ボツリヌス治療とは
ボツリヌス治療とは「ボツリヌス菌」が産生する「ボツリヌス毒素」から抽出した「ボツリヌストキシン」と呼ばれる有効成分を筋肉に注射することで、筋肉の働きを抑え弱くすることを目的にした治療法です。
「ボツリヌス菌」もしくは「ボツリヌス毒素」をそのまま注射するわけではないので、ボツリヌス中毒になる心配は全くありません。
また、「ボツリヌストキシン」は注射した局所で効果を発揮するもので、全身に流れ心臓や内臓等の他部位の筋肉までが弛緩してしまうという心配もありません。
尚、一般的に知られている「ボトックス治療(注射)」も「ボツリヌス治療(注射)」のことで、アラガン社製の「ボトックス」という商品名の注射薬を使用するためそう呼ばれています。
歯ぎしり食いしばりのボツリヌス治療
歯科で行う歯ぎしりや食いしばりに対するボツリヌス治療は「噛む」ための筋肉である咀嚼筋のうち「咬筋」に注射をして症状の緩和を図ることを目的としております。※側頭筋(耳の上辺り)には注射しませんのでご注意ください。
咬筋は下顎の「エラ」と呼ばれる部分にある下顎骨と頬骨にかかる板状の筋肉です。咬筋の発達している方ではエラを触りながら強くかみしめると筋肉の盛り上がりを感じることができます。
ボツリヌス注射により歯ぎしりや食いしばりを全くしなくなるということはありませんが、筋肉自体の働き・収縮を緩めることができるので、結果として歯ぎしりや食いしばりによる力の影響を少なくすることが期待できます。
また、ボツリヌス注射を行うことで夜間の歯ぎしりや食いしばりをする回数(頻度)を少なくする効果や顎周囲の痛みを和らげる効果があるという報告もあります。
日常生活においては「咬む」筋力が低下するため固いものが少し噛みにくくなり(顎が疲れやすくなり)ますが、側頭筋など他の咀嚼筋がありますので全く噛めなくなるということはありません。
ボツリヌス治療の効果持続期間
ボツリヌス注射後は通常2~3日後から効果が現れ、1~2週前後で安定しピークに達します。
その後徐々に効果が薄れ、個人差にもよりますが4~6カ月ほどで効果がなくなります。そのため効果を継続させたい方は3~5カ月間隔で注射を行います。

________________________________________

課題:
ボツリヌス治療の解説によると、効果を継続させたい場合は何カ月間隔で注射を行いますか。

保存済みデータ項目:
________________________________________

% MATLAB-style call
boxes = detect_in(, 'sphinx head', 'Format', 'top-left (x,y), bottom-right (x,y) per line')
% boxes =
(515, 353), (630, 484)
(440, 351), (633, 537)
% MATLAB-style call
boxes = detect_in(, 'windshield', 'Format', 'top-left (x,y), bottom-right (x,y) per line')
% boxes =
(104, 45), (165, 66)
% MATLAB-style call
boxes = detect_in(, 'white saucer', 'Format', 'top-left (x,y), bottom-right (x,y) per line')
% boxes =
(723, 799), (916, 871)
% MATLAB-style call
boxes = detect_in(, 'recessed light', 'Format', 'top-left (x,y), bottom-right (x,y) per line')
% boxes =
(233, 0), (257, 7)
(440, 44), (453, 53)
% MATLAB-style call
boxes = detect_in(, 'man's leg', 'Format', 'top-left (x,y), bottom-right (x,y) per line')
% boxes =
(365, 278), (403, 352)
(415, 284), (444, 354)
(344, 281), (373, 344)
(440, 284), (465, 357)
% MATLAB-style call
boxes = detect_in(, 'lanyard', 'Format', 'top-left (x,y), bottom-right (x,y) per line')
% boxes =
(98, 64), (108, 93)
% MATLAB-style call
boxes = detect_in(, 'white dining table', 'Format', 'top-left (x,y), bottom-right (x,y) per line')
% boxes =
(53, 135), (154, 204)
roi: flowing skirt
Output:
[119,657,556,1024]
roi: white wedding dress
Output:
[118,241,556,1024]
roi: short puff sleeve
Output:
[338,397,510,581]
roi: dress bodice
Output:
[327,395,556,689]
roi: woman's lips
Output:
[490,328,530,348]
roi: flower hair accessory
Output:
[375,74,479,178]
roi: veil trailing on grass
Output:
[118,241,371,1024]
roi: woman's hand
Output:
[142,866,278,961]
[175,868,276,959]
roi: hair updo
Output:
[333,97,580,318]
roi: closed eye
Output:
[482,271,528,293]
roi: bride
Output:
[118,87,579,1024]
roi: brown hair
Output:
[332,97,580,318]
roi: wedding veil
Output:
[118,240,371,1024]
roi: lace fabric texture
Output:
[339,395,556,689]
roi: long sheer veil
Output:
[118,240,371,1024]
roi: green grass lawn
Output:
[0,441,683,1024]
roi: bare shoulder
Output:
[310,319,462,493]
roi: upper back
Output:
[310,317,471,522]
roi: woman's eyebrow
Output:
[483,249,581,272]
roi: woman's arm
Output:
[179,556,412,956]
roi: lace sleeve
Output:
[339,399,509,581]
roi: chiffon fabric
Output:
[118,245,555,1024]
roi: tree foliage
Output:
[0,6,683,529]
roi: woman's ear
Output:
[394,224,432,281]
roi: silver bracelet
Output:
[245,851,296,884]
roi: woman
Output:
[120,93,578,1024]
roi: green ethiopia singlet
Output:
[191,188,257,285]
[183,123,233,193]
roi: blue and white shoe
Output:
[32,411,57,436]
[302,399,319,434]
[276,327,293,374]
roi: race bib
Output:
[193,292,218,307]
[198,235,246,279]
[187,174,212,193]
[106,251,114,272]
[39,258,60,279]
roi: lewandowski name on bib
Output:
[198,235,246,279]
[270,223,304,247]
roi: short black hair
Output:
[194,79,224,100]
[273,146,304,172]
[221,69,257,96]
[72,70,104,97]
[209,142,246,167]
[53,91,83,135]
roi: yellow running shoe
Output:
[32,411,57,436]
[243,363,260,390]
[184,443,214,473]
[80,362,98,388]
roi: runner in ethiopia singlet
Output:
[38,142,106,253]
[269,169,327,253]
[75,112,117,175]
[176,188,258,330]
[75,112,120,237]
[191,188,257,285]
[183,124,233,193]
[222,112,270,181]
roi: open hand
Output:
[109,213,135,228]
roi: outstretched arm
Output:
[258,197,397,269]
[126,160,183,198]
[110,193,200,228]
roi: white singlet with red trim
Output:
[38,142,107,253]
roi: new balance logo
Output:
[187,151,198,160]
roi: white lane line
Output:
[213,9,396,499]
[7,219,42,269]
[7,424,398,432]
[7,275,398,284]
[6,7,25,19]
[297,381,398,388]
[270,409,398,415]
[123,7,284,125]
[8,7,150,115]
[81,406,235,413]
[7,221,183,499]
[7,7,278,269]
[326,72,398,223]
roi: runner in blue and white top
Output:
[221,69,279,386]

________________________________________

結果:
3~5カ月間隔で注射を行います。